### Required work
#1 Summarize the text on breast screening and atypia in two sentences.
#2 According to the text on breast screening and atypia, how often are women aged 50 to 70 in England offered breast screening?
#3 Please copy the text on breast screening and atypia word for word from "3) the type" to "breast screening practice.".

In England we offer breast screening every three years to women aged 50 to 70 years. In 2018/19 the NHS breast cancer screening programme screened over two million women. A potential abnormality was identified in nearly 85,000, who were recalled for further tests. Cancer is detected in nearly 20,000 of these women but a small proportion have types of abnormality that are not cancer. These are called atypical epithelial proliferations, or atypia. Whilst these women do not have cancer, some of them may be 4 times more likely to develop cancer in the future than women without atypia. However, we currently do not know what the true risk is for these women. We do not know how many of these women will develop cancer, or how long it will take and the types of cancer if it does develop. Because of this uncertainty there are no national guidelines and therefore variation in care across the UK. Some screening centres offer women with atypia, regardless of type, mammography tests, every year for 5 years. Other centres continue to offer routine 3-yearly mammograms. We do not know what is the best care for women, as mammography, and the test offered, can also cause discomfort and anxiety.

We propose a research project using data from women in England who have had atypia in the last 17 years. We want to find out:

1) how many women develop cancer;

2) at what time they develop cancer;

3) the type and severity of cancer.

We also want to investigate to what degree this information differs depending on the type of atypia.


Why is this important?

This new knowledge will help to improve the care offered to women with atypia. We believe this is possible by offering more mammography test to women who need them most and avoiding the harm from screening to those women who do not need more tests. We will publish our results and use them to advise the NHS Breast Screening Programme about what should be recommended for women diagnosed with atypia. We will also report results to the breast screening centres and provide lay summaries for women and the public. What we do at the moment is not based on research evidence, so our findings could have a large influence on breast screening practice.

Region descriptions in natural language
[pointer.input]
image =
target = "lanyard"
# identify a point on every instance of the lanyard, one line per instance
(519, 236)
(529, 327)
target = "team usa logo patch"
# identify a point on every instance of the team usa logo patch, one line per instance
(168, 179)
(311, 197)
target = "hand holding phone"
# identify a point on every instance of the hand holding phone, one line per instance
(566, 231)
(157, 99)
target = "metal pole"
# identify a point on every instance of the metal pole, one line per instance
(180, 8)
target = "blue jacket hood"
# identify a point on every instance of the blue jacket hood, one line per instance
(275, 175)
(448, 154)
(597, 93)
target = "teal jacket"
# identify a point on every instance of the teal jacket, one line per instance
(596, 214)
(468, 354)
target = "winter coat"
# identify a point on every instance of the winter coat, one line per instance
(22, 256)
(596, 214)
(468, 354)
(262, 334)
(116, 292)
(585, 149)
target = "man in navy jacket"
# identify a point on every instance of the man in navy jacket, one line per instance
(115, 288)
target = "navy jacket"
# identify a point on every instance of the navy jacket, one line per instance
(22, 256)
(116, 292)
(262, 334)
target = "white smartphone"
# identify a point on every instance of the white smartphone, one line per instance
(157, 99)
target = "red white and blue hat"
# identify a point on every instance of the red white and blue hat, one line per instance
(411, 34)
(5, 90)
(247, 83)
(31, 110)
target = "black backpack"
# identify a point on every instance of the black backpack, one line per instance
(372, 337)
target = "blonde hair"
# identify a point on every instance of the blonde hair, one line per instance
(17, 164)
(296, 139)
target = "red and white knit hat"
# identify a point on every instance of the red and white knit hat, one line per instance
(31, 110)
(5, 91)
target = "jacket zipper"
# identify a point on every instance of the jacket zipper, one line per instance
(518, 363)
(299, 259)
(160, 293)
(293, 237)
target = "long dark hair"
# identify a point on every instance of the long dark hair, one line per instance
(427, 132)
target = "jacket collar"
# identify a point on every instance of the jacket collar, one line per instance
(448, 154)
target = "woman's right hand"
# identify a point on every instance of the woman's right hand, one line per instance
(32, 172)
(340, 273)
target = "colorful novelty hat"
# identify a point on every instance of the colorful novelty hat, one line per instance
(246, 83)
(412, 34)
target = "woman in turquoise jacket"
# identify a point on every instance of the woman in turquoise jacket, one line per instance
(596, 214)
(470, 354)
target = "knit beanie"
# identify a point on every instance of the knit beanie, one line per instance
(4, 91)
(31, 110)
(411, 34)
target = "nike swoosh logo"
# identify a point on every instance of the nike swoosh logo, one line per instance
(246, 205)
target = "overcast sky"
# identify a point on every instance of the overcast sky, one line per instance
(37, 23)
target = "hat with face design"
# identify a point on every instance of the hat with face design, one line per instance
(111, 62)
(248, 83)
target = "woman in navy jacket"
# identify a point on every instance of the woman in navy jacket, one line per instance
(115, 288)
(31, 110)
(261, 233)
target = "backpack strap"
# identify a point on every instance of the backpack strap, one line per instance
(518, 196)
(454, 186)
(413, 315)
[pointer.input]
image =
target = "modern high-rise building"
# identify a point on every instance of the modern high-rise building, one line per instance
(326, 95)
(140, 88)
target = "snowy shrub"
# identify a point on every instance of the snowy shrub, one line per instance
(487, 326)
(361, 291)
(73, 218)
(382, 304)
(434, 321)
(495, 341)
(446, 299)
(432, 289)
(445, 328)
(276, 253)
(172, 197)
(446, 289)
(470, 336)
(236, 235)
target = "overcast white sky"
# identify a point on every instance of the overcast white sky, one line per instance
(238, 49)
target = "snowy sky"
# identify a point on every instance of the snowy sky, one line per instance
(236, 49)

### Numbered responses
#1 Breast screening in England finds some women with atypia, a non-cancerous abnormality that may raise their future risk of cancer, but the true risk is unknown and care varies across the UK. A proposed research project will use data on women in England who have had atypia in the last 17 years to learn how many develop cancer, when, and what type and severity, so that care can be improved and the NHS Breast Screening Programme advised.

#2 Every three years.

#3
3) the type and severity of cancer.

We also want to investigate to what degree this information differs depending on the type of atypia.


Why is this important?

This new knowledge will help to improve the care offered to women with atypia. We believe this is possible by offering more mammography test to women who need them most and avoiding the harm from screening to those women who do not need more tests. We will publish our results and use them to advise the NHS Breast Screening Programme about what should be recommended for women diagnosed with atypia. We will also report results to the breast screening centres and provide lay summaries for women and the public. What we do at the moment is not based on research evidence, so our findings could have a large influence on breast screening practice.